-- BEGIN DOCUMENT SECTION --

Tuan: May I play devil’s advocate with you for a second?

Davide: You’re welcomed to!

Tuan: Say I am Apple. I come to you and say: "we understand your business model. However, the fact that you enable users that don’t own Mac hardware to run our operating system, hurts our own hardware Mac sales — It negates the necessity of owning Mac hardware to use an Apple operating system.

How would you respond to that?

Davide: I can respond to that with another question. How many people with a limited edition motherboard, a liquid cooling setup and a hand picked processor for overclocking and low latency DDR2 memory do you know that would buy a Mac?

Tuan: Regardless of the number of those people, you cannot guarantee that those users would NOT buy or consider buying Mac.

Davide: Then we encourage those people to buy a Mac, but our main target is not the typical Mac user. Our target is who would not buy a Mac for a series of reasons.

Tuan: I see. That we can understand. But therein lies some ambiguity because since you cannot fully guarantee that your target audience would never buy a Mac, they then still remain as potential hardware sales losses. Correct?

Davide: That’s what the hardware compatibility list is there for. The EFiX will work only on what we want it to work. This is to limit the users to exactly those that we want to use the module. I’m telling you that our module will as a matter of fact boost [Apple’s] sales too. Because the kind of people we address the product to will not mind buying Apple accessories, software and such, or why not a MacBook Air to compliment their Frankenstein at home on the desk.

-- END DOCUMENT SECTION --
-- BEGIN RECORD SET --

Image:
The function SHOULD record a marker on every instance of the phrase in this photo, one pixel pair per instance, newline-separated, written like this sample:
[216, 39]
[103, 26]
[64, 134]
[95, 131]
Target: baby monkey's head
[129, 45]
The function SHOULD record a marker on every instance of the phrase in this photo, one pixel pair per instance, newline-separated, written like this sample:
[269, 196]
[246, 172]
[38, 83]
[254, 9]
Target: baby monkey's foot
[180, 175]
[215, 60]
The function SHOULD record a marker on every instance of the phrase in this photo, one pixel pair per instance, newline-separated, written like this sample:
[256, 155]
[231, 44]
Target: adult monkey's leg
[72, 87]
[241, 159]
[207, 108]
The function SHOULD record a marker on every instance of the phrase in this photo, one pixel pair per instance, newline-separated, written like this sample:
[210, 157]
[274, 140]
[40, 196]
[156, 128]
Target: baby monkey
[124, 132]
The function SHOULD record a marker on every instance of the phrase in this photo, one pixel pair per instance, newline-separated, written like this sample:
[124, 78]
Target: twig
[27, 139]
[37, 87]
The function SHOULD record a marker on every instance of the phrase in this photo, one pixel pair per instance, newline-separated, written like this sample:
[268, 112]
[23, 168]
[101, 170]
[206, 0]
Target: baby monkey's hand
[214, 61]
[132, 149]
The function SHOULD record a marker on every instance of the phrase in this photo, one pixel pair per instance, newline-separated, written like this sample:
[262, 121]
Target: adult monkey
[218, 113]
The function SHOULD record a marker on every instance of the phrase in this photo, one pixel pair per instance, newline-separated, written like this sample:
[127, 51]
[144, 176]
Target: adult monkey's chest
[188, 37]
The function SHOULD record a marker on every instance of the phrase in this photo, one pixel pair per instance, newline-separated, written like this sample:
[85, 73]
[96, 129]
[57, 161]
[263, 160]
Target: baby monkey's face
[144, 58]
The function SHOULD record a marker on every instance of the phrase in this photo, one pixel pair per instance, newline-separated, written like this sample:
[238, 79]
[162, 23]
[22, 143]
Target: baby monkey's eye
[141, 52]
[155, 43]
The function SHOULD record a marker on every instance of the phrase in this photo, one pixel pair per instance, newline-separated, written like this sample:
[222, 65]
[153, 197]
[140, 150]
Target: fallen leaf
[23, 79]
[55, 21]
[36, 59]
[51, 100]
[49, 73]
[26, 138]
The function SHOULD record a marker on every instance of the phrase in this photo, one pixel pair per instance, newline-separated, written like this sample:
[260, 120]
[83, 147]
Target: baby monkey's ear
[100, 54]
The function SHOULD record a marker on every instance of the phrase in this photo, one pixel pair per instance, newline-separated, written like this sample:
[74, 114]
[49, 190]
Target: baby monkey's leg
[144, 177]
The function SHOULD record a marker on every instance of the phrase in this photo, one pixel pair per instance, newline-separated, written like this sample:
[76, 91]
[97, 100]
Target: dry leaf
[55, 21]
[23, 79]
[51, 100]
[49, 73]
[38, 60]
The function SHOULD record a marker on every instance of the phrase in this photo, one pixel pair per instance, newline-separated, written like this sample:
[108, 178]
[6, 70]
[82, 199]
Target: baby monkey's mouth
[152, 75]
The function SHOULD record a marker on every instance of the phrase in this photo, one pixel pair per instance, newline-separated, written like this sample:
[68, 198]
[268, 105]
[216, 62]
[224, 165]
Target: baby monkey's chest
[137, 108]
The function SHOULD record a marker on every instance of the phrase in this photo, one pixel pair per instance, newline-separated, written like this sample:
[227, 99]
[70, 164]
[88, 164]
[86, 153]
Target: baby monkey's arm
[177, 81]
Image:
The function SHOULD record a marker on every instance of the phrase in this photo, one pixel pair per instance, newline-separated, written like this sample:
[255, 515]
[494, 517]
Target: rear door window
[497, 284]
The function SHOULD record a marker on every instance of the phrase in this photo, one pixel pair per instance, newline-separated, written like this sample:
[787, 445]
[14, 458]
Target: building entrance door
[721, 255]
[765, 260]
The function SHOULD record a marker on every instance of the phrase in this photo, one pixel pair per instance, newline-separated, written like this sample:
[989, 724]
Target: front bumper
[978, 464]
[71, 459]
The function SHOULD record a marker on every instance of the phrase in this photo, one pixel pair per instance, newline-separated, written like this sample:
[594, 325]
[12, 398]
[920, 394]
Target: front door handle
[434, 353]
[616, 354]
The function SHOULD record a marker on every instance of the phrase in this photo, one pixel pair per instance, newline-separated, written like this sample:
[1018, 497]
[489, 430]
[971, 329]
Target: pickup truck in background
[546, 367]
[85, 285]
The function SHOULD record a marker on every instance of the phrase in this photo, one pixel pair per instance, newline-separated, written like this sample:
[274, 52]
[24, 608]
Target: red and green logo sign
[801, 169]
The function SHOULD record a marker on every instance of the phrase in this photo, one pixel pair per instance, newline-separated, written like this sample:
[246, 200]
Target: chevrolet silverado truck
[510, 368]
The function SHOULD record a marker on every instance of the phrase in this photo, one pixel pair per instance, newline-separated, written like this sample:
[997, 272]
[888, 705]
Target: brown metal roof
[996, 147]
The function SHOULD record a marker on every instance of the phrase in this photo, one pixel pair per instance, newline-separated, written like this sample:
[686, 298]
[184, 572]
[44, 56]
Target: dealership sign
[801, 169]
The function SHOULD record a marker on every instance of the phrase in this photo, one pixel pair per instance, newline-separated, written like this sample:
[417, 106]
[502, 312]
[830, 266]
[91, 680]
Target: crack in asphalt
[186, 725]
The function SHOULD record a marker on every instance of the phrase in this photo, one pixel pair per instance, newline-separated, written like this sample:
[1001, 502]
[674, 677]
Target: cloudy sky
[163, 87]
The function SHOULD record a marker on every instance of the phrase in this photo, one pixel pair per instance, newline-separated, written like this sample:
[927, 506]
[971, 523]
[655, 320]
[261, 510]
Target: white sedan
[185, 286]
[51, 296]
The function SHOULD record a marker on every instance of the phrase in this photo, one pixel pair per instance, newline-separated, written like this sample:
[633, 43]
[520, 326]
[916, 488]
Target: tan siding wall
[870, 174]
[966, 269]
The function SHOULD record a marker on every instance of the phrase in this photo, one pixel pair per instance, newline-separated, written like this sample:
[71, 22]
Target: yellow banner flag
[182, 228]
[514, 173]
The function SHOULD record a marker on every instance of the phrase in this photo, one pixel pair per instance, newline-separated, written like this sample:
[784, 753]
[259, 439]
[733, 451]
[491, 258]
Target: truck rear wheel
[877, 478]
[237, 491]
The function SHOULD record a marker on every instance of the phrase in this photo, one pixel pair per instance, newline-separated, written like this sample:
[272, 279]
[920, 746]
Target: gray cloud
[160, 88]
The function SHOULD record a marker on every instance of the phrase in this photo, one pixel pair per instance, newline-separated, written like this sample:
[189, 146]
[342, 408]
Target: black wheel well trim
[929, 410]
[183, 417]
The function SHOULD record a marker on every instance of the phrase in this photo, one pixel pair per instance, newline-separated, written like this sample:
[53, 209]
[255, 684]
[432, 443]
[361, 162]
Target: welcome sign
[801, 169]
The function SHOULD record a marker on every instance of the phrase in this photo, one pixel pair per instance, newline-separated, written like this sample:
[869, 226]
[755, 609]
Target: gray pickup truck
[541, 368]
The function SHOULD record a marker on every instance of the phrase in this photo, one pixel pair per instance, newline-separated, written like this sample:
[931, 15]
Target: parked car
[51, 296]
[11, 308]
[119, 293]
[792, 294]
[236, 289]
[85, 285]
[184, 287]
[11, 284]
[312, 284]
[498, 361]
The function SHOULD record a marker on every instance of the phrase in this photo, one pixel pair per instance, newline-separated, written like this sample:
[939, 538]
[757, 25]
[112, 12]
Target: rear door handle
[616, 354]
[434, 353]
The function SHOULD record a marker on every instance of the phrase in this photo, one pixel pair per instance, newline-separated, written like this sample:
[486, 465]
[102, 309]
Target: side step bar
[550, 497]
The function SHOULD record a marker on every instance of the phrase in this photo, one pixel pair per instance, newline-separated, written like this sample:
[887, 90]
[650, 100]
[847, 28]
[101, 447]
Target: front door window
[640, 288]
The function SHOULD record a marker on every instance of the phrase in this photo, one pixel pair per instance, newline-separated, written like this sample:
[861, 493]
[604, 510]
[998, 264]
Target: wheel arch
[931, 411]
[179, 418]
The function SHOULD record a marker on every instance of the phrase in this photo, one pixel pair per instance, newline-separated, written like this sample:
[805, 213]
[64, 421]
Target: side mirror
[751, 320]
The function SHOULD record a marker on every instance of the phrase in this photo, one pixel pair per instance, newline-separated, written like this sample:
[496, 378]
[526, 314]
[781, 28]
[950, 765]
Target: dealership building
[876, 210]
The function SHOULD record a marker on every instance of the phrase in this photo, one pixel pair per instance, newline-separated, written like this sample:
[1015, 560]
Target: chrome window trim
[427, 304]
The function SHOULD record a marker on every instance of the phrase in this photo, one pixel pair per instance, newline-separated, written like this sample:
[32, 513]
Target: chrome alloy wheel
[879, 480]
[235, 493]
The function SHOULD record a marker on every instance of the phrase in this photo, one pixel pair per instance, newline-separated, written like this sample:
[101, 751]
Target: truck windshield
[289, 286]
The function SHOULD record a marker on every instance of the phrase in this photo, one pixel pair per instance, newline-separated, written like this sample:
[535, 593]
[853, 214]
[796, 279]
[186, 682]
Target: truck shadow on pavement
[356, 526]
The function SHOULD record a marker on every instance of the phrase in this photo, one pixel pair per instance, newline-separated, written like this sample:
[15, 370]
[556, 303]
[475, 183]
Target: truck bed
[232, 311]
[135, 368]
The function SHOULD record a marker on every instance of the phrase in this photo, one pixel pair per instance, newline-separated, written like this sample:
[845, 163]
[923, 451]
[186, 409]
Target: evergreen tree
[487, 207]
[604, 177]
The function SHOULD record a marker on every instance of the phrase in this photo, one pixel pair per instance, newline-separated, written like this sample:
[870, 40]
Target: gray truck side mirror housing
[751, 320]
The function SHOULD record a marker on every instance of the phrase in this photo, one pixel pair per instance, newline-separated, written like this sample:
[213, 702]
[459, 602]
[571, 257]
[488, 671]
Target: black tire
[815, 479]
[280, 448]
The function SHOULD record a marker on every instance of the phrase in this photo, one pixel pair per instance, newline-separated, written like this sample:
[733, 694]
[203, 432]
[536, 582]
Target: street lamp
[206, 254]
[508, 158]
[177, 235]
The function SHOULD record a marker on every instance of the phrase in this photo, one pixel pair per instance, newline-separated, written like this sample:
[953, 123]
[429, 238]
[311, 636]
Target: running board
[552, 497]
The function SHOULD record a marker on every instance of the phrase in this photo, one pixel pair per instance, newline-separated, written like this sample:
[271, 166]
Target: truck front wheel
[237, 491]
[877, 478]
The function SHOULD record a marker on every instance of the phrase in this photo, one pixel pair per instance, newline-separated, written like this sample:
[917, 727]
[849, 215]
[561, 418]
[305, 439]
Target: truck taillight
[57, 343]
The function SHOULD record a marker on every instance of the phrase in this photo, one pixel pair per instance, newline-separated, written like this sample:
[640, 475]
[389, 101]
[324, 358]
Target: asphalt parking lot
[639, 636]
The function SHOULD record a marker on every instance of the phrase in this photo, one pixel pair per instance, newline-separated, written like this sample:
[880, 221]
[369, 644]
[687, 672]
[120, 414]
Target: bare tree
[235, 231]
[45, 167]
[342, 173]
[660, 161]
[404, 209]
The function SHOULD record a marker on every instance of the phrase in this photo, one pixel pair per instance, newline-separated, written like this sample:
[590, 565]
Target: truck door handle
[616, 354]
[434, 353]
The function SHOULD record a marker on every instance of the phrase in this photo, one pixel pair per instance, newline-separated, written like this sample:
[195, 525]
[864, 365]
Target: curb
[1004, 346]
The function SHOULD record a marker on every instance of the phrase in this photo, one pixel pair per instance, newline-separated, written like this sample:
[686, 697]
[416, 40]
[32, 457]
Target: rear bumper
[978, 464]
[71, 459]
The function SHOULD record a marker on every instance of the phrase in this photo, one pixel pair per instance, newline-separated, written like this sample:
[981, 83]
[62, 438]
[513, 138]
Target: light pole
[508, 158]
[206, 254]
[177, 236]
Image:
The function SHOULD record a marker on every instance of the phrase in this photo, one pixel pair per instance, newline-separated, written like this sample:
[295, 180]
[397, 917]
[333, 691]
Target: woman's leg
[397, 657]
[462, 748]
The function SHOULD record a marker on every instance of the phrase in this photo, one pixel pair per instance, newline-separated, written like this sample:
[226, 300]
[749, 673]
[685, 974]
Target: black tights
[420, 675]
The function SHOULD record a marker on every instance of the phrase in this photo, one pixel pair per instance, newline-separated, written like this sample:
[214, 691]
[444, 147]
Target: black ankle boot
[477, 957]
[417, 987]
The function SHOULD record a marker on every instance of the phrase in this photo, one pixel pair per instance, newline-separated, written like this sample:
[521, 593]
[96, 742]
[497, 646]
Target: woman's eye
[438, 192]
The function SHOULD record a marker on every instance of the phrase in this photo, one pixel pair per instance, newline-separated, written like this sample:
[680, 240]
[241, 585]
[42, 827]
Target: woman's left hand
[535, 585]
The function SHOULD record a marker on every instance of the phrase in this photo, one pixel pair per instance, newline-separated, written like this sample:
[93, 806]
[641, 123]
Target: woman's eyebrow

-- END RECORD SET --

YOUR TASKS –
1. Rewrite Davide's reply that begins "That’s what the hardware compatibility list is there for" as a short bulleted list, keeping the main points of the interview paragraph.
2. Sum up the interview in two sentences.
3. Carry on the interview after Davide's last reply, with a few more exchanges between Tuan and Davide.

EXPECTED OUTPUTS –
1.
- The hardware compatibility list exists to control where the EFiX works: only on the hardware the makers choose.
- This limits users to exactly the ones the makers want using the module.
- Davide says the module will actually boost Apple's sales.
- The people it is aimed at won't mind buying Apple accessories, software and the like, or even a MacBook Air to go with their "Frankenstein" at home on the desk.

2. Tuan, playing devil's advocate as Apple, argues that letting people run Apple's operating system without owning Mac hardware hurts Mac sales, and that the product's target users still count as possible lost hardware sales. Davide answers that his main target is people who would not buy a Mac, that the hardware compatibility list limits the module to the users they want, and that these users won't mind buying Apple accessories, software or even a MacBook Air, which will boost Apple's sales.

3.
Tuan: And you avoid the EULA that prevents Leopard being installed on a PC because then that falls on the hands of the end user.

Davide: We do more than that. We take to court whoever sells our modules bundled with a PC — and we are very aggressive about it. Our distributors sign a contract that prohibits them from selling PCs bundled with our modules.

Tuan: Right, because then they’d be selling a hackintosh of sorts, going the route of Psystar.

Davide: Not only that, they are taking away from Apple, its rightful piece of the market. Apple must have what belongs to them. We want to be for Apple what Iomega or Lacie is to them; someone that goes in their same direction, not someone who challenges or damages them.

Tuan: Okay, back to being myself now. So you’re saying that those who are interested in the EFiX are already interested in buying a legal copy of Leopard.

Davide: Bingo. But they don’t want to spend money on a desktop not addressed to them.

Tuan: This is primarily a concern for many Tom’s Hardware readers. They want to try Leopard but the cost of entry is a barrier that makes no sense to them.

Davide: That’s why we want to go alongside with Apple. It’s not really the amount of cash that is scary. It’s the meaning of it.

Tuan: Explain.

Davide: To one of Tom’s Hardware’s readers for example, an overclocker, modder, spending money for an iMac or Mac Pro is a waste.

Tuan: And the fact is, Apple doesn’t have enough hardware choices for them.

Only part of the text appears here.